(Region pointing data)
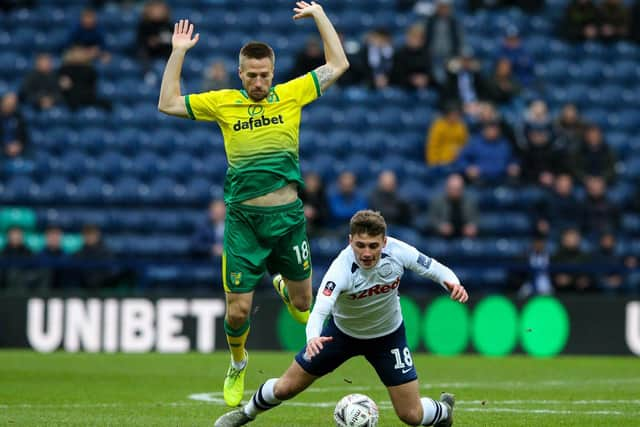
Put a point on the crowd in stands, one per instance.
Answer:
(566, 156)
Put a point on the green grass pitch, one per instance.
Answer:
(64, 389)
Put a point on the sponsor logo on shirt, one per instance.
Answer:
(328, 288)
(376, 290)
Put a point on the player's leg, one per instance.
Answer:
(243, 263)
(291, 257)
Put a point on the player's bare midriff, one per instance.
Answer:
(281, 196)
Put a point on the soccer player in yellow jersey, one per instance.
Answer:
(265, 224)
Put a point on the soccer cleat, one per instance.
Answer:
(448, 400)
(300, 316)
(234, 383)
(233, 419)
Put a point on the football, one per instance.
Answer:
(356, 410)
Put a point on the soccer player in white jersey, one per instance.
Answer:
(360, 294)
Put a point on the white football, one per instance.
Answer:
(356, 410)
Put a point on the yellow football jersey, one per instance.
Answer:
(260, 138)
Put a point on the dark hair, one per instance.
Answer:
(257, 50)
(368, 222)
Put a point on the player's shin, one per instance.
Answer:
(263, 399)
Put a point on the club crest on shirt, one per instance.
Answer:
(328, 288)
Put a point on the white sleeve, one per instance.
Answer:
(333, 283)
(426, 267)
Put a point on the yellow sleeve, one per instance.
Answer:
(203, 106)
(304, 89)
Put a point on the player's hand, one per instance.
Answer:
(182, 32)
(305, 10)
(457, 291)
(315, 345)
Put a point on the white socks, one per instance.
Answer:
(432, 411)
(263, 400)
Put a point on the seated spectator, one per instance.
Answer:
(155, 31)
(88, 36)
(316, 207)
(614, 20)
(40, 87)
(445, 39)
(13, 130)
(216, 77)
(501, 88)
(310, 58)
(465, 83)
(447, 136)
(488, 158)
(521, 61)
(569, 127)
(208, 238)
(345, 199)
(377, 59)
(594, 157)
(453, 213)
(411, 66)
(581, 21)
(385, 199)
(78, 81)
(94, 250)
(559, 208)
(600, 215)
(570, 256)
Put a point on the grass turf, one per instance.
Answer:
(155, 389)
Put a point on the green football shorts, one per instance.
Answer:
(270, 238)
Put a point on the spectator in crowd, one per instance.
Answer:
(581, 21)
(154, 33)
(316, 207)
(594, 157)
(94, 250)
(488, 158)
(445, 39)
(40, 87)
(570, 256)
(465, 83)
(13, 129)
(376, 58)
(502, 87)
(309, 58)
(411, 66)
(216, 77)
(345, 200)
(386, 200)
(614, 20)
(569, 127)
(600, 214)
(453, 213)
(447, 136)
(521, 61)
(88, 36)
(78, 81)
(15, 278)
(208, 237)
(559, 208)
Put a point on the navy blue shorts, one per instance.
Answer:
(389, 355)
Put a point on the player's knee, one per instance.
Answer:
(411, 416)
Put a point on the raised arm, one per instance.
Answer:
(171, 101)
(337, 62)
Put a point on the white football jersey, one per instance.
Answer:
(365, 303)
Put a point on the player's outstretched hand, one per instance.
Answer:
(457, 291)
(314, 345)
(305, 10)
(182, 32)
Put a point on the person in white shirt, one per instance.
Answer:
(360, 294)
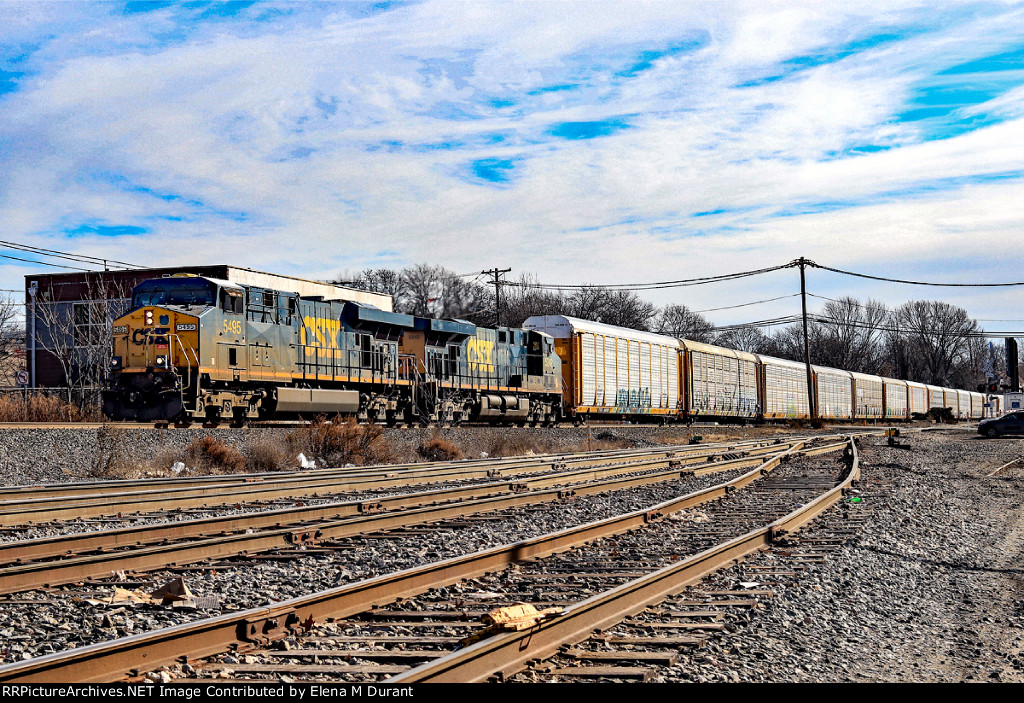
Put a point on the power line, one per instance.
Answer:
(910, 282)
(44, 263)
(652, 286)
(56, 254)
(757, 302)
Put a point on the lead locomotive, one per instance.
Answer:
(201, 349)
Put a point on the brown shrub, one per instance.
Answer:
(514, 444)
(113, 459)
(438, 449)
(339, 442)
(211, 455)
(266, 455)
(38, 408)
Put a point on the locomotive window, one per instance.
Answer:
(183, 292)
(231, 303)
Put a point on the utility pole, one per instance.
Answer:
(497, 272)
(811, 402)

> [DIRECTIONS]: The answer must be every line of the data that contains the word "locomotive".

> [RESPONSE BOX]:
Put a point on the lead locomotive, one per instance.
Put a point on the locomotive window, one per instance.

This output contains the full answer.